▶ [EXCERPT]:
-- Opening Marker --

‘Latest victim of knife crime lay in front of me, blood pouring from his chest’
As a knife-crime epidemic sweeps Britain, Mirror health correspondent Martin Bagot today visited a surgeon on the front line. But in a twist of fate he witnessed effect the surge in violence is having on the country first hand.
Here in his own words, he describes today’s tragic events at St Mary’s Hospital in Paddington…
I suddenly found myself on the front line of Britain’s knife crime emergency within an hour of arriving at one of the country’s busiest hospitals yesterday.
The latest victim of the epidemic, a teenage boy, lay motionless on a trolley as blood poured from his chest.
Professor Shehan Hettiaratchy, one of the country’s top surgeons for treating such horror injuries, had just explained to me the number of knife cases had doubled since 2010.
“I don’t think he’s going to make it,” he told me after speaking to a colleague. “It’s quite alarming how casual it has all become.”
The surgical team had said nothing as they wheeled the trolley past, 30 seconds after a man in blue scrubs calmly asked us: “Could I trouble you to move to one side?”
They left large drops of blood marking the otherwise spotless laminate flooring at St Mary’s Hospital in Paddington, West London.
A short time earlier the teen had been stabbed in the chest during a daylight attack in West London.
Seeing the horror unfold, I froze as I witnessed what, tragically for the medics around me, was just another day at work.
Prof Hettiaratchy leads one of four main trauma centres in the capital, where 17 people have been stabbed to death so far this year.
“We are getting between one and two [knife] injuries a day,” he said.
“If you go back to when we started as a trauma centre in 2010 we were probably getting half that. It’s gone from these being unusual to essentially our bread and butter.”
He said: “It’s really hard to deal with. Its harder for nurses, who are exposed more to the patients who are injured and often just scared. These are just normal kids.”

-- Closing Marker --

▶ [Source records]:
-- Opening Marker --

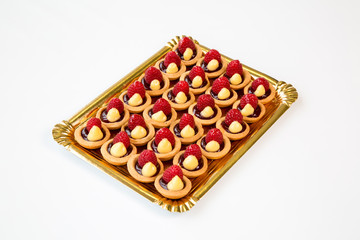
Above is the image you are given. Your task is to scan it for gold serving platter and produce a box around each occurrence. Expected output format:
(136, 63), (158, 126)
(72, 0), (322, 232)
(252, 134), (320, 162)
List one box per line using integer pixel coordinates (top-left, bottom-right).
(52, 36), (298, 212)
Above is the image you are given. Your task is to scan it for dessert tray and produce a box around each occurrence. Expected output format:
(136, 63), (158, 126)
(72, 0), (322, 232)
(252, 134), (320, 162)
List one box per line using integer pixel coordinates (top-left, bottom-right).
(52, 36), (298, 212)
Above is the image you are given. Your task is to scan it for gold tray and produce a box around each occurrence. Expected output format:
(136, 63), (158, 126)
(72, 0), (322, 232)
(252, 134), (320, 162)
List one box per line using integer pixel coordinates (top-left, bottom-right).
(52, 36), (298, 212)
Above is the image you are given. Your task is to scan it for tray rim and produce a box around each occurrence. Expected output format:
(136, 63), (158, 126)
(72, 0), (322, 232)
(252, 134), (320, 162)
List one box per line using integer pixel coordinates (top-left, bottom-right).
(52, 35), (298, 212)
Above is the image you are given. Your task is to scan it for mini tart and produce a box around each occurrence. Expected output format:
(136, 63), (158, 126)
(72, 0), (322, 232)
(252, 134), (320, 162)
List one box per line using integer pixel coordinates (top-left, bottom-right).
(244, 82), (276, 104)
(232, 100), (266, 123)
(205, 87), (238, 108)
(127, 154), (164, 183)
(74, 123), (110, 149)
(197, 135), (231, 160)
(121, 122), (155, 146)
(180, 71), (210, 95)
(162, 88), (195, 110)
(172, 43), (203, 66)
(143, 104), (177, 128)
(169, 119), (204, 144)
(155, 59), (186, 81)
(188, 103), (222, 126)
(173, 150), (208, 178)
(138, 71), (170, 97)
(196, 57), (228, 78)
(147, 136), (181, 161)
(119, 90), (151, 113)
(100, 139), (137, 166)
(96, 107), (130, 130)
(216, 117), (250, 141)
(154, 174), (192, 199)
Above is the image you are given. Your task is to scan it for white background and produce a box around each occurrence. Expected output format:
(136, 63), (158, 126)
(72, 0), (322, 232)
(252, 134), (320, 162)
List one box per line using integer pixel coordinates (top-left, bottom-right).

-- Closing Marker --

▶ [EXERCISE REQUIREMENTS]: Decide whether each statement agrees with the knife-crime report, answering yes or no and quoting the words of the report that settle it: 1. Knife cases had doubled since 2010. 2. The teenage boy was stabbed during a night-time attack. 3. Prof Hettiaratchy leads one of six main trauma centres in the capital. Nothing in the records is needed here.

▶ [SOLUTION TO THIS TASK]:
1. Yes: "the number of knife cases had doubled since 2010."
2. No: "stabbed in the chest during a daylight attack in West London."
3. No: "leads one of four main trauma centres in the capital."